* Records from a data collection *
* * * * * * * * *

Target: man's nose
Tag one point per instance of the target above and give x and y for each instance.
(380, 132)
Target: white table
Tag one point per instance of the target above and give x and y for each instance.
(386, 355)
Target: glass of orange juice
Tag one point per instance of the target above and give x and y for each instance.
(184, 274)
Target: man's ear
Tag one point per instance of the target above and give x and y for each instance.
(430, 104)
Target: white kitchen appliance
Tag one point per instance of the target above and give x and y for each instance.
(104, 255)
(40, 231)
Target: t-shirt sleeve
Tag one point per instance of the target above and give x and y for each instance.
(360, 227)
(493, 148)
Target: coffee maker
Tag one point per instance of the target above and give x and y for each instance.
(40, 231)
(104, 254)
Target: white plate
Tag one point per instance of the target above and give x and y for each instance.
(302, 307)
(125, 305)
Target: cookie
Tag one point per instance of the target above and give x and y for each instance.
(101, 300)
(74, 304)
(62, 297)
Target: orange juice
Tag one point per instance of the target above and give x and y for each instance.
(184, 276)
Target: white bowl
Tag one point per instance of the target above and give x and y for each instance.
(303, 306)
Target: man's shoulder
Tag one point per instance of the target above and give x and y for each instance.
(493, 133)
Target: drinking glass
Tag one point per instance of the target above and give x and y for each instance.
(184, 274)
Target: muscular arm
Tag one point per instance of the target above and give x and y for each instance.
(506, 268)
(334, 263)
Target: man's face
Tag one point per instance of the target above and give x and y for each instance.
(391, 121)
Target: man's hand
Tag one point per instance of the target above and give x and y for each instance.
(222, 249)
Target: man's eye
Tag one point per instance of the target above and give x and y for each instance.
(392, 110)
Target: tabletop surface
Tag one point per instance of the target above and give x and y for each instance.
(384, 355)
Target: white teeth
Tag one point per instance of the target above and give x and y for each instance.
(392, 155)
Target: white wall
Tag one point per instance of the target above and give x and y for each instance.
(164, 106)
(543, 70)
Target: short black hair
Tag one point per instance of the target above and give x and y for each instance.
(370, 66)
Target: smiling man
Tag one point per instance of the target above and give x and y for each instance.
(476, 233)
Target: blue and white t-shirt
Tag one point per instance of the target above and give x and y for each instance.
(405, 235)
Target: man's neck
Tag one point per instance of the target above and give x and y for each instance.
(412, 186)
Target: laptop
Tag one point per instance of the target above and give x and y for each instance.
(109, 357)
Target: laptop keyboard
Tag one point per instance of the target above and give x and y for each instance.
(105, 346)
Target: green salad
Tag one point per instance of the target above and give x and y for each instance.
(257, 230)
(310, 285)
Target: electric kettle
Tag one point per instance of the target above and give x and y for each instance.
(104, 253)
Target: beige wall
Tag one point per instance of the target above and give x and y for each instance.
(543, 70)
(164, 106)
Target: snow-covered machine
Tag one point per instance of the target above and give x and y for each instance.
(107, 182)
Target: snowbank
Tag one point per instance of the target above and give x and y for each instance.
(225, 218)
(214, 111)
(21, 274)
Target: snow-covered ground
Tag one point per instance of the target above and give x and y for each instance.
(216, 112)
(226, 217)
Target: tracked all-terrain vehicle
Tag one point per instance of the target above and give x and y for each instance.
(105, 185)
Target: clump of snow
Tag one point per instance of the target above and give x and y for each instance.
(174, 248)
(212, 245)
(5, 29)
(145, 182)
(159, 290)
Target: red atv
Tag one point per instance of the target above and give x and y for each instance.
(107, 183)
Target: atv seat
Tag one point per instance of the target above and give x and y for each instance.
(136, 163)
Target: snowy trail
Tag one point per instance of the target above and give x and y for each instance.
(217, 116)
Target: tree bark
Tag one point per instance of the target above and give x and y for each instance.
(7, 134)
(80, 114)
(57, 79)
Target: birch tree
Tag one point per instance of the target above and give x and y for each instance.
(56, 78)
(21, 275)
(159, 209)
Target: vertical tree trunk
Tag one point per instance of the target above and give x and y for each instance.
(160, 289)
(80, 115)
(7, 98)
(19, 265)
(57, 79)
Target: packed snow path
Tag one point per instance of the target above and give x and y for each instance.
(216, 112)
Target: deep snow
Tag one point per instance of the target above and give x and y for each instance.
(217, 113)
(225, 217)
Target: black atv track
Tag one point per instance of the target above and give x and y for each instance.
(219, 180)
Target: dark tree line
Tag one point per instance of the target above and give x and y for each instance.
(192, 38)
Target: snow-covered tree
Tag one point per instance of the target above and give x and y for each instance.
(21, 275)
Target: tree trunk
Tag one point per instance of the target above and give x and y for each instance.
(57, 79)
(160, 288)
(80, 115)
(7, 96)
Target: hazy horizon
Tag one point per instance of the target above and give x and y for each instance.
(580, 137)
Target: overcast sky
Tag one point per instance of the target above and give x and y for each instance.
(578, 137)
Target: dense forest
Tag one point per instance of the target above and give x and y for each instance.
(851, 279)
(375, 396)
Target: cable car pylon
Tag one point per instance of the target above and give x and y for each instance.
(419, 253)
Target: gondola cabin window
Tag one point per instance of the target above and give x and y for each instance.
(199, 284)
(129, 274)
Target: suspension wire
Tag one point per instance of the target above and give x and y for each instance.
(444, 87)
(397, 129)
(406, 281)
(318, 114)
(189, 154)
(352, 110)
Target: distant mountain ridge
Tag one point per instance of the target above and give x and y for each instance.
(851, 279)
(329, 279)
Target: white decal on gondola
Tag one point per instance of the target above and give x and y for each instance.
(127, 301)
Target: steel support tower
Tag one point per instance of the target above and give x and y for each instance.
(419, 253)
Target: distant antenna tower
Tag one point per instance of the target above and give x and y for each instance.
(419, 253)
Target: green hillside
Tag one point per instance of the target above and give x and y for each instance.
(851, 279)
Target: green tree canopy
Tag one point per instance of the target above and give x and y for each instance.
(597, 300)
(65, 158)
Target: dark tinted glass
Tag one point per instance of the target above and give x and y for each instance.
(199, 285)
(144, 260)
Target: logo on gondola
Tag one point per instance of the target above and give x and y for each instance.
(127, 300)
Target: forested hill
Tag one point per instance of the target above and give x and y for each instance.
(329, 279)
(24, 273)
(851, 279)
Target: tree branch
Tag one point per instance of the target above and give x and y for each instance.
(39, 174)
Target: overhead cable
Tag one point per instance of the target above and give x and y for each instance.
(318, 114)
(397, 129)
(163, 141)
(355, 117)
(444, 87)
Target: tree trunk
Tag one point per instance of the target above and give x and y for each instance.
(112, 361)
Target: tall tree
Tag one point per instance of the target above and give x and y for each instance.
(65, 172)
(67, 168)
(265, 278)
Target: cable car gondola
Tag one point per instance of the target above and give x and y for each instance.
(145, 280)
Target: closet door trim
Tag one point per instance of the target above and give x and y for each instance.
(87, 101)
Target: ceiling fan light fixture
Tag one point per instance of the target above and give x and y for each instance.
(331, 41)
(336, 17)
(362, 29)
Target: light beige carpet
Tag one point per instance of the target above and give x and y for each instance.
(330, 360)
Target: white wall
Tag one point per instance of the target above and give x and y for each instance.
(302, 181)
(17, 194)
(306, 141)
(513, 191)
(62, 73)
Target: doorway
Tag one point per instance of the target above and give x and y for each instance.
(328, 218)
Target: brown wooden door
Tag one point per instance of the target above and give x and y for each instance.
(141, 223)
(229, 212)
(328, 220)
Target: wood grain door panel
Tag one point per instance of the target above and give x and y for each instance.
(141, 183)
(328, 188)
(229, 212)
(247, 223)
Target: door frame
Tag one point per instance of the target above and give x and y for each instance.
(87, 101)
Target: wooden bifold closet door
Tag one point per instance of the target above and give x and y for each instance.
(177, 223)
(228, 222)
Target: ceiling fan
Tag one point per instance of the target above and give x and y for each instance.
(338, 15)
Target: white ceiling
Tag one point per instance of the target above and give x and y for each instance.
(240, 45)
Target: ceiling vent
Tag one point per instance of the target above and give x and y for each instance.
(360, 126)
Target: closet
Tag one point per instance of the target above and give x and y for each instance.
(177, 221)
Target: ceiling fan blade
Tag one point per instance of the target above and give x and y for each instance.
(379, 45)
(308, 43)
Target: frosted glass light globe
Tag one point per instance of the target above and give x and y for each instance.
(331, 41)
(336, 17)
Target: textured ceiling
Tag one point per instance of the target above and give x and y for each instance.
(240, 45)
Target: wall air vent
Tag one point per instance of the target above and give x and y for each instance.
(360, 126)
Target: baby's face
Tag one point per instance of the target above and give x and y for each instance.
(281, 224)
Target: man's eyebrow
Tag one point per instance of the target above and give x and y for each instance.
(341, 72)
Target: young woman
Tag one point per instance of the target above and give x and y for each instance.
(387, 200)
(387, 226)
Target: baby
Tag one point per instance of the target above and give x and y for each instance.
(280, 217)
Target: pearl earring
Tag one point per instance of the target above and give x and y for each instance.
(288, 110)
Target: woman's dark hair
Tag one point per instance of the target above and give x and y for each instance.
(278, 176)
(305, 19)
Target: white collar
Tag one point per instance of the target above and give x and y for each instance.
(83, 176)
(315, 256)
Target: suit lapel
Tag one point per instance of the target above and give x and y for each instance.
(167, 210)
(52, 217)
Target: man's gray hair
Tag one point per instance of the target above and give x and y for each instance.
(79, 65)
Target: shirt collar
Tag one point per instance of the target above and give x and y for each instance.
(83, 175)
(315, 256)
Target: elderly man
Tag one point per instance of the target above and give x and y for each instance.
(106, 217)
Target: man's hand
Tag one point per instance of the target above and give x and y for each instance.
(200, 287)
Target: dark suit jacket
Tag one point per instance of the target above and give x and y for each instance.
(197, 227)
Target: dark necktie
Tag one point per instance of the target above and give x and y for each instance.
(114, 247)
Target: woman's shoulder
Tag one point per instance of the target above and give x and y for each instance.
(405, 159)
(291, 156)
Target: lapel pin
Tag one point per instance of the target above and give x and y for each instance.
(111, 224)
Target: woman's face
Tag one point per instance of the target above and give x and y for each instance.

* * * * * * * * *

* INSTRUCTIONS FOR THE TASK *
Only those lines running from the one containing "Target: young woman" through the last line of the data above are to be copied, exactly, with both ends included.

* ANSWER TO THIS EXERCISE *
Target: young woman
Tag one point per instance of the target above and give x and y for each instance.
(387, 200)
(387, 226)
Target: baby
Tag one point per instance of the target above and give x and y for each instance.
(280, 217)
Target: pearl earring
Tag one point per instance of the target above and give x and y for each instance.
(288, 110)
Target: woman's dark hair
Tag one point per instance of the target above and give x and y for each instance.
(278, 176)
(305, 19)
Target: white collar
Tag one point per instance of the target above and give x and y for each instance.
(83, 176)
(315, 256)
Target: suit lapel
Tag one point per instance of the target above and give x and y for each instance.
(167, 210)
(52, 217)
Target: man's gray hair
Tag one point per instance of the target above and give x and y for each instance.
(79, 65)
Target: shirt collar
Tag one point per instance of the target above and give x and y for each instance.
(83, 175)
(315, 256)
Target: elderly man
Tag one point per instance of the target above and give x and y for each instance.
(106, 217)
Target: man's hand
Tag one point per instance of the target above and give x and y for each instance.
(200, 287)
Target: dark suit jacket
Tag one point per instance of the target above and give x and y for each instance.
(197, 227)
Target: dark necktie
Tag one point per instance of the target above and give x and y for each instance.
(114, 247)
Target: woman's shoulder
Tag one point per instance of the target above and give x and y for each instance.
(405, 159)
(291, 156)
Target: lapel pin
Tag one point per instance of the target above and give x and y for each instance.
(111, 224)
Target: woman's face
Tag one point per instance of the target above and give x and y for each instance.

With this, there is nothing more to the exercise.